§ **JOB**
Pick out each line in the listing below that includes the word "star" and copy those lines.

§ **RECORDED DATA**
═══

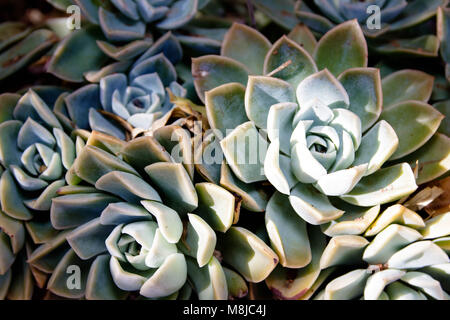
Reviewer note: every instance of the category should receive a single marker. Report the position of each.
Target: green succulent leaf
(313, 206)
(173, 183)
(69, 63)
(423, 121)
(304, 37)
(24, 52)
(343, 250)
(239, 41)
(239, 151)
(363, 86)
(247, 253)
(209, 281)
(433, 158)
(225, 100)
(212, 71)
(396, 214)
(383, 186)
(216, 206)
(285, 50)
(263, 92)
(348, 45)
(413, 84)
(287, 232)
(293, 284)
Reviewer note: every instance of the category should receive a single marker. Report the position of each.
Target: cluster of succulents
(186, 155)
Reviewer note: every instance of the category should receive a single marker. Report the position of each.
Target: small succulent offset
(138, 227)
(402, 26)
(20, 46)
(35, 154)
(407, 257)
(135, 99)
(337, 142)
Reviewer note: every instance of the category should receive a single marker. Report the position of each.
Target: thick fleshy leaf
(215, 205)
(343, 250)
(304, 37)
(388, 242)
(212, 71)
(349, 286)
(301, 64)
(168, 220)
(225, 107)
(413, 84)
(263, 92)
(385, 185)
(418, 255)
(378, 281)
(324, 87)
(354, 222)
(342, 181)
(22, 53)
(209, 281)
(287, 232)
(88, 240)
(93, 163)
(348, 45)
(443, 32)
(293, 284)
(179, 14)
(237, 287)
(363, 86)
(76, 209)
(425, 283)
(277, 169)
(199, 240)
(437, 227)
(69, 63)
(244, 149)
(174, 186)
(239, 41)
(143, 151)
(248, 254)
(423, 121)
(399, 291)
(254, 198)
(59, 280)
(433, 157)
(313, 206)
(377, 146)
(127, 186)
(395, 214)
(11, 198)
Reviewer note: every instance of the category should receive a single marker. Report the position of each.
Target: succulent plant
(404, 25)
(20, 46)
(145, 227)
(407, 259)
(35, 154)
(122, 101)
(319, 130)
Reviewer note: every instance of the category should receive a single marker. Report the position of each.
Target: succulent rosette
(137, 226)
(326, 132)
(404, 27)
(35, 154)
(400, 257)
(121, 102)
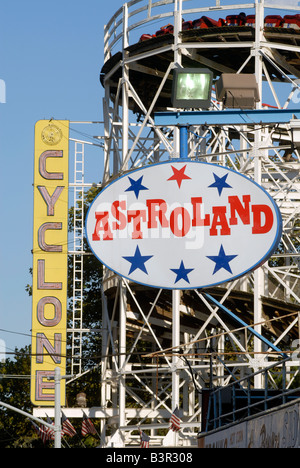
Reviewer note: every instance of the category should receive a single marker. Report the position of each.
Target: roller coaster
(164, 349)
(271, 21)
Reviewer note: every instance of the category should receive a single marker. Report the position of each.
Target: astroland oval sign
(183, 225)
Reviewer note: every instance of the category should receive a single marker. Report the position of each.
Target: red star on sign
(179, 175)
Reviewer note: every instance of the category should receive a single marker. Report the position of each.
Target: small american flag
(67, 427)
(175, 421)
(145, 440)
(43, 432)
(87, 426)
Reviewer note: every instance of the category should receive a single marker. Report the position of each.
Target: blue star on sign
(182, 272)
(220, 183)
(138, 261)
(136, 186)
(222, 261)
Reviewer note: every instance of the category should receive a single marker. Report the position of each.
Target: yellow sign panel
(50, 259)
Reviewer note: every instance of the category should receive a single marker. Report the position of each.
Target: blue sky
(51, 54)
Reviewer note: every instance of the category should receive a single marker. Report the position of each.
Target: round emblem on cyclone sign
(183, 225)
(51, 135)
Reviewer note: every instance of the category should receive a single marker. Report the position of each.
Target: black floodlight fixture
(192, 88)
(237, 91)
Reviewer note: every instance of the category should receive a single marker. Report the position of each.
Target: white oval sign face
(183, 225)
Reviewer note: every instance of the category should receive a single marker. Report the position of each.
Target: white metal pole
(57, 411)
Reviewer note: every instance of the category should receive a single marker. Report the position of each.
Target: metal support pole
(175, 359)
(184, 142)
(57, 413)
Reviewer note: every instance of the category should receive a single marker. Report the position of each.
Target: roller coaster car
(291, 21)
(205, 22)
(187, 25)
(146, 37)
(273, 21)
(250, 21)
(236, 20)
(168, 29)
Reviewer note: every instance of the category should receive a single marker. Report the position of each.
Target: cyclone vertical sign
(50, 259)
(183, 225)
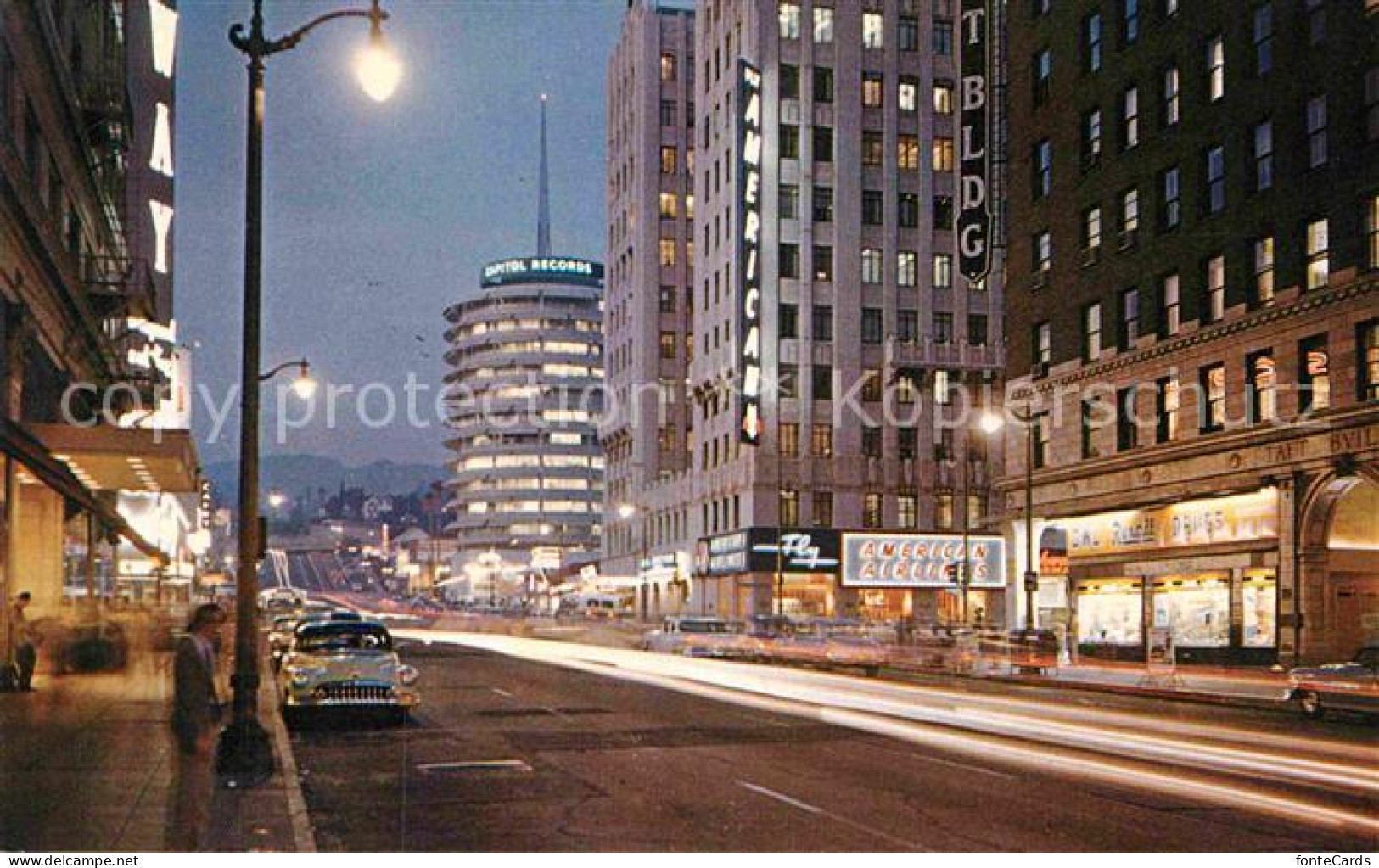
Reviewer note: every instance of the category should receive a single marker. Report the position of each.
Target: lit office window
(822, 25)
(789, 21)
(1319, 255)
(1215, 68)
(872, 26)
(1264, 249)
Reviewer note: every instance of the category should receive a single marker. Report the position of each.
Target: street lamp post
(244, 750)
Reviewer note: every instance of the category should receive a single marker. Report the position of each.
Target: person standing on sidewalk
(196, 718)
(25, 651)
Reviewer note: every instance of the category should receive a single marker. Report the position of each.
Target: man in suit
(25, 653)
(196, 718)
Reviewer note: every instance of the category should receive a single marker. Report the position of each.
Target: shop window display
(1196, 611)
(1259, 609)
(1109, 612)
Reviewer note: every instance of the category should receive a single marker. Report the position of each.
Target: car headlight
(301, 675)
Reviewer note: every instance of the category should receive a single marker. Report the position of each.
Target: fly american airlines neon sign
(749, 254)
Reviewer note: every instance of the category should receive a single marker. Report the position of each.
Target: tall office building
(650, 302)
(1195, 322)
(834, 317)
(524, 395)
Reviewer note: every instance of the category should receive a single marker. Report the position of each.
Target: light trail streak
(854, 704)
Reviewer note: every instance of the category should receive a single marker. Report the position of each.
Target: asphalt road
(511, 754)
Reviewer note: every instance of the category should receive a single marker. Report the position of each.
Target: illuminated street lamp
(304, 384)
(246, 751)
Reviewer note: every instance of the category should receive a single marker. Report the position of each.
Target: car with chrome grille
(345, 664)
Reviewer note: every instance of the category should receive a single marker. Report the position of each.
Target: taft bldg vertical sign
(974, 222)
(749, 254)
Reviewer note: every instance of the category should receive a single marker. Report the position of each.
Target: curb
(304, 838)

═══

§ **RESPONSE**
Target: red star on sign
Target: blue star on sign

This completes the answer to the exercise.